▶ **Brief**
Find the lines in the records that carry the word "grass". Copy each one.

* * * * *

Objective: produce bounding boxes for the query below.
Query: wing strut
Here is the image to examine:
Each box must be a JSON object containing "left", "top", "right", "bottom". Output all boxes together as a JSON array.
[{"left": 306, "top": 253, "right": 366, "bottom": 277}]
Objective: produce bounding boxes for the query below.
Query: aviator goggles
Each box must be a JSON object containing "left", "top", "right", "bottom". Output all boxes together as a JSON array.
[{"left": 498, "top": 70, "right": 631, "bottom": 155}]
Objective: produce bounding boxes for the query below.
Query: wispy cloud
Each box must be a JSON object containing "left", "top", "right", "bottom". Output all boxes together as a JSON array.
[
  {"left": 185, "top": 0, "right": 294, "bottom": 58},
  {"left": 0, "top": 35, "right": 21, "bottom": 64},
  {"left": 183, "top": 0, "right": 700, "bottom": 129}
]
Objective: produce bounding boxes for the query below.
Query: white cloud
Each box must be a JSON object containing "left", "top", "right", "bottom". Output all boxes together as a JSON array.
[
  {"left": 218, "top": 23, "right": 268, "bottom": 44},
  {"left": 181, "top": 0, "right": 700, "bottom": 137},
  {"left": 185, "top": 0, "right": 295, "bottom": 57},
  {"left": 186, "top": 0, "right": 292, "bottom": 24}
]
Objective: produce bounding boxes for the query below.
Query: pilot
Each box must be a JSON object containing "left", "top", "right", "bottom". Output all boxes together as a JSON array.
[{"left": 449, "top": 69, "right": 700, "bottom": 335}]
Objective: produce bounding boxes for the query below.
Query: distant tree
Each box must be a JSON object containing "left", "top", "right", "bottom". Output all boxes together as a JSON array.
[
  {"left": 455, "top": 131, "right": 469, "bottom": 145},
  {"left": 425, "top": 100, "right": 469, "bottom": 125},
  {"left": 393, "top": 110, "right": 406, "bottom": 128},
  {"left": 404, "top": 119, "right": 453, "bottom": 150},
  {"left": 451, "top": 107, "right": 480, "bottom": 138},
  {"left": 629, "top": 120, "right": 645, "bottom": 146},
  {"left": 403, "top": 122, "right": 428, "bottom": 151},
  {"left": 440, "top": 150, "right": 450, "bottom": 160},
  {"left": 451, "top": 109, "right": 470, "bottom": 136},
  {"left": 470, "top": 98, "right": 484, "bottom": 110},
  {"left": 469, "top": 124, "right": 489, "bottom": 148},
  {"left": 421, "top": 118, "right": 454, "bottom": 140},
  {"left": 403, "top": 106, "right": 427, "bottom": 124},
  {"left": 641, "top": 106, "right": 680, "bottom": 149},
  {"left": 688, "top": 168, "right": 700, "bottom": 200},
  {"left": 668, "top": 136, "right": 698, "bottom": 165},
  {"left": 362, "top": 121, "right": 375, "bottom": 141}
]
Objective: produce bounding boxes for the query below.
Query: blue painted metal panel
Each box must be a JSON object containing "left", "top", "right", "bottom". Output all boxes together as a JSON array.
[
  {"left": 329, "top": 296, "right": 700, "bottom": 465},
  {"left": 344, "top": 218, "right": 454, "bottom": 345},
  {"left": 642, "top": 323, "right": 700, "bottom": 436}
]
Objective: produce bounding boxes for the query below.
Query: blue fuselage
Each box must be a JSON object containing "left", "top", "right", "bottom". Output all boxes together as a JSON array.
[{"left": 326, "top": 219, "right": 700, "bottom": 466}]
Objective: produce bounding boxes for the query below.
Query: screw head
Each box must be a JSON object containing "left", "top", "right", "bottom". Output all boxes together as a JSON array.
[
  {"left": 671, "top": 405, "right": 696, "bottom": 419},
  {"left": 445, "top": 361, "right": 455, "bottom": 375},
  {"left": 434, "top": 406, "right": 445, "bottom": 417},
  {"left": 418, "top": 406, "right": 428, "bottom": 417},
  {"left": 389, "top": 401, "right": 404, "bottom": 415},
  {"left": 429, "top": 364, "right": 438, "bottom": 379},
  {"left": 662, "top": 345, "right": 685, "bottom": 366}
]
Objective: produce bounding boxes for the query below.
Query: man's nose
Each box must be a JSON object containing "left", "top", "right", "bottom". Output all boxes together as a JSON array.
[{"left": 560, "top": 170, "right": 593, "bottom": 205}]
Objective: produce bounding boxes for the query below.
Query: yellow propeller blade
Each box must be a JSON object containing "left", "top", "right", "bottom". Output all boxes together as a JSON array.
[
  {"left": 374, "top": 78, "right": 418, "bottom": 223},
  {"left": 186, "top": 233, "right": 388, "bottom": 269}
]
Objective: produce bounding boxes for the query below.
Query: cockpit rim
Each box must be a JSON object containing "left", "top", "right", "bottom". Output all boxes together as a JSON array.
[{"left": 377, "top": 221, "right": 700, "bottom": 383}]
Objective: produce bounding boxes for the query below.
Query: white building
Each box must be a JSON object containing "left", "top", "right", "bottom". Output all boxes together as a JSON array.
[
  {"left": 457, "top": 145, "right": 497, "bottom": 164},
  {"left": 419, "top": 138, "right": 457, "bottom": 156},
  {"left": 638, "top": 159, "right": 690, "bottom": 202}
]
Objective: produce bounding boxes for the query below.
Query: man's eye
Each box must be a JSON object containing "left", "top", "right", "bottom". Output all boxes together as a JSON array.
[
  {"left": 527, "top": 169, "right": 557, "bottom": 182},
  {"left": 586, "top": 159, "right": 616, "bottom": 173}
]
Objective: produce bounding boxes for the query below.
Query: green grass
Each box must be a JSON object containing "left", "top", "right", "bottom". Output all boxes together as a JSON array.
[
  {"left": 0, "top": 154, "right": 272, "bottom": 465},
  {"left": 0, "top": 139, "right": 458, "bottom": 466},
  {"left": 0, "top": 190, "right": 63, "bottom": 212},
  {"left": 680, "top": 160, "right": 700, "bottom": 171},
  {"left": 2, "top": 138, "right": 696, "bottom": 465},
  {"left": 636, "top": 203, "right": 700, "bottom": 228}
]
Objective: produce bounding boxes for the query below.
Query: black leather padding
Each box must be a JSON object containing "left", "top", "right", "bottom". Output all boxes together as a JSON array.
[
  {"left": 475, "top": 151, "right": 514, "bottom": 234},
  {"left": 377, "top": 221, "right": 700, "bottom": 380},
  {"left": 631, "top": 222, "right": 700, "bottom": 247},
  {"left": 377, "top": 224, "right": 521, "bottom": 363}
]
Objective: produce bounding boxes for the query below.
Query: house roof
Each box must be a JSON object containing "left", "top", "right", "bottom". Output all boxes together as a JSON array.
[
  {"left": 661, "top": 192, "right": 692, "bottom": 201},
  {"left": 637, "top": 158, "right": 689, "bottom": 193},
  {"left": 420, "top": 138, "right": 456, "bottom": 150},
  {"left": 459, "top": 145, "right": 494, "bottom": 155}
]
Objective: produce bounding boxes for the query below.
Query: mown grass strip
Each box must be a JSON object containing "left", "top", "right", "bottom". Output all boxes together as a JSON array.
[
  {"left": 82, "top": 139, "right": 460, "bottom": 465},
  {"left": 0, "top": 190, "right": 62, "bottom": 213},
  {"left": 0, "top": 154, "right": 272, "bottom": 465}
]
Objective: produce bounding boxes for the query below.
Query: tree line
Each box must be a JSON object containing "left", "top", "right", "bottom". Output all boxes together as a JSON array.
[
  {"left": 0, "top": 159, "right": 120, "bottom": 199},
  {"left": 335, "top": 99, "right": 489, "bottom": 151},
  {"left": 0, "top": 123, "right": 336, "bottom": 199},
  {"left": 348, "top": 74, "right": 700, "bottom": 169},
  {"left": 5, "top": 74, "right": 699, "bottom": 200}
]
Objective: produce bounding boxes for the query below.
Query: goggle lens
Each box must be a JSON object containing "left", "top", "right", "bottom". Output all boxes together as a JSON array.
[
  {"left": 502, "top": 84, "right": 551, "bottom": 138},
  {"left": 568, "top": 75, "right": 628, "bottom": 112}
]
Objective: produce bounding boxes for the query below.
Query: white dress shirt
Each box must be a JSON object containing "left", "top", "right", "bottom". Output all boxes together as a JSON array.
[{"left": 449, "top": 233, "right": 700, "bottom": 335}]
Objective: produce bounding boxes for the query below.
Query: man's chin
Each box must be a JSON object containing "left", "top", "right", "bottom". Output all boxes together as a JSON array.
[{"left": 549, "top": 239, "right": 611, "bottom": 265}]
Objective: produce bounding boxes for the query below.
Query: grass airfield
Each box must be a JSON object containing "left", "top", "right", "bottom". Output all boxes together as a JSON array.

* * * * *

▶ **Solution to the exercise**
Query: green grass
Query: mown grass strip
Query: grass airfield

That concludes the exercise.